## WRITTEN INSTRUCTION
Select each line in the items below that contains the word "help" and copy those lines out.

## ROWS
(begin)

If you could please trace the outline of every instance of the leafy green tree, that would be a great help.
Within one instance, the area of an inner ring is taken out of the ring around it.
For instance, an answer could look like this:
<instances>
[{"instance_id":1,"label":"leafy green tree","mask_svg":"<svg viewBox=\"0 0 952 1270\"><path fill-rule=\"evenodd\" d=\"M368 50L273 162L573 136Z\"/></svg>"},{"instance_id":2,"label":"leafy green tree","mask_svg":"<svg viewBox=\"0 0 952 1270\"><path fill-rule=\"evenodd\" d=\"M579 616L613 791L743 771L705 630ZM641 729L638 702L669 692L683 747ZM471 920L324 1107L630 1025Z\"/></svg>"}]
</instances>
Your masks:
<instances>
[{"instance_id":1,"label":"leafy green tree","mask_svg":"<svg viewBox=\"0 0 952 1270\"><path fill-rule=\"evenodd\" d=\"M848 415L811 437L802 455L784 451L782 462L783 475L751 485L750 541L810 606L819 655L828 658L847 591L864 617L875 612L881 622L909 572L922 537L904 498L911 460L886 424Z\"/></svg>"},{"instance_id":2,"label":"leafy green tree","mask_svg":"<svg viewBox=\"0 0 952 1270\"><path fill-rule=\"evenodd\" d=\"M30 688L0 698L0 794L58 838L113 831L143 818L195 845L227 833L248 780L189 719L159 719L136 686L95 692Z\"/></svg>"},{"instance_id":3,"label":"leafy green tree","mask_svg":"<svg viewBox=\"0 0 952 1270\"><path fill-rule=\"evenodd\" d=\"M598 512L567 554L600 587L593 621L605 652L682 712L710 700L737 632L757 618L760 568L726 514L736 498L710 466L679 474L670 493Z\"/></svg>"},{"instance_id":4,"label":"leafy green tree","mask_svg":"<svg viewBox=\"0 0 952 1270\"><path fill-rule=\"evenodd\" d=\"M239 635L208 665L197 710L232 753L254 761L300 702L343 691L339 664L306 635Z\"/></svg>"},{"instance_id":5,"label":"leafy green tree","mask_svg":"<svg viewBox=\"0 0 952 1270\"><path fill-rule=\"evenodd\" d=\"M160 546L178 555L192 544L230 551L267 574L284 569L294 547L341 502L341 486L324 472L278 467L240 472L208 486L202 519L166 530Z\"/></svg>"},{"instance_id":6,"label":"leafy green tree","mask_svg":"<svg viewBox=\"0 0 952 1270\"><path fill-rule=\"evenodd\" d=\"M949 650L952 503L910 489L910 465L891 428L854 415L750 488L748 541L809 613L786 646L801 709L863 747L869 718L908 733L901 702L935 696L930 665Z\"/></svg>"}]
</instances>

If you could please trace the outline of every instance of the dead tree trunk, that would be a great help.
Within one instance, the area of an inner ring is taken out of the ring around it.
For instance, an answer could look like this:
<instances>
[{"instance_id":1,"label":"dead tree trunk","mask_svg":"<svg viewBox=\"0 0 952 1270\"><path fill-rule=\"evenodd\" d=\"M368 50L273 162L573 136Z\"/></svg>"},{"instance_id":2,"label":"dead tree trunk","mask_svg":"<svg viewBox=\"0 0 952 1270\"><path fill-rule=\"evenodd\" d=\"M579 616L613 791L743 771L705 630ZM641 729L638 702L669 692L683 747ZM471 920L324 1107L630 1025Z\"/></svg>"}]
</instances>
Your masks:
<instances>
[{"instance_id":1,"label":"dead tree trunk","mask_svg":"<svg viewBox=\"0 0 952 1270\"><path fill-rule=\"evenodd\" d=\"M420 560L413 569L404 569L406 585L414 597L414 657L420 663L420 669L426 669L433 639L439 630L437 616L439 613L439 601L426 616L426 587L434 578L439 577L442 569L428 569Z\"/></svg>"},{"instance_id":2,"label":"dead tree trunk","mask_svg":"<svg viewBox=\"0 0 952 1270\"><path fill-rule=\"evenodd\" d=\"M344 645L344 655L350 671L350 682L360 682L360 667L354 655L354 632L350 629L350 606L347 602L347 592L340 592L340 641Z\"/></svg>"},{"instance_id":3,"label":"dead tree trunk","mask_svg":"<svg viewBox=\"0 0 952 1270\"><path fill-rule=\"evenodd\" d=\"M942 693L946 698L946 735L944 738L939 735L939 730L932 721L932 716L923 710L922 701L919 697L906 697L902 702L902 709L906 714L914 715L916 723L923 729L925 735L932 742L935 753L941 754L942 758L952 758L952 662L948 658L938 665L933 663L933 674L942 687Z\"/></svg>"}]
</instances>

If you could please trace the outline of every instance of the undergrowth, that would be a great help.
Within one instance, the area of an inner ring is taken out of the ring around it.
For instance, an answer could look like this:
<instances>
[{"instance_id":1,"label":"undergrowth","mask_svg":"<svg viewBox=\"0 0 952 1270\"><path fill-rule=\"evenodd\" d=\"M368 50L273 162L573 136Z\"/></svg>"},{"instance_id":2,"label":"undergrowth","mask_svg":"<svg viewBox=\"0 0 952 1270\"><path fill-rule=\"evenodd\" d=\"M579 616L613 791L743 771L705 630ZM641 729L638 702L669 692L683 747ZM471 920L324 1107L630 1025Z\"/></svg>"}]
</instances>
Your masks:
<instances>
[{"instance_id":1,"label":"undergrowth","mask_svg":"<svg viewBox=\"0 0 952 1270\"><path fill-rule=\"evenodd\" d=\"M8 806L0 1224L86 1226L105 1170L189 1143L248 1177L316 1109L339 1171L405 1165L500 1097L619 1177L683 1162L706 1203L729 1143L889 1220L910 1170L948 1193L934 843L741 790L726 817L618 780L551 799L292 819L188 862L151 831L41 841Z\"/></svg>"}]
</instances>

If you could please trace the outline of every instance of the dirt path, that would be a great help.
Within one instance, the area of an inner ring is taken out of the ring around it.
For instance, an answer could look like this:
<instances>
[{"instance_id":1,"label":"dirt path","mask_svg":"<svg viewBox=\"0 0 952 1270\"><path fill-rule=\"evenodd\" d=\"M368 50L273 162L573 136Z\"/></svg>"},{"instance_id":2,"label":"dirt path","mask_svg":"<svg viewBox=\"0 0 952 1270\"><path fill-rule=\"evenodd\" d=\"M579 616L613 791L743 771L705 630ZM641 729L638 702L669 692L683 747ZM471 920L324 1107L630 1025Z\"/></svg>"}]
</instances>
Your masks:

(end)

## EXERCISE ANSWER
If you could please trace the outline of every instance of the leafy green tree, that would be a great help.
If you could please trace the outline of every instance of the dead tree trunk, that would be a great help.
If you could please trace the outline of every instance of the undergrowth, that would be a great help.
If you could please trace the outline of every instance of the dirt path, that would be a great help.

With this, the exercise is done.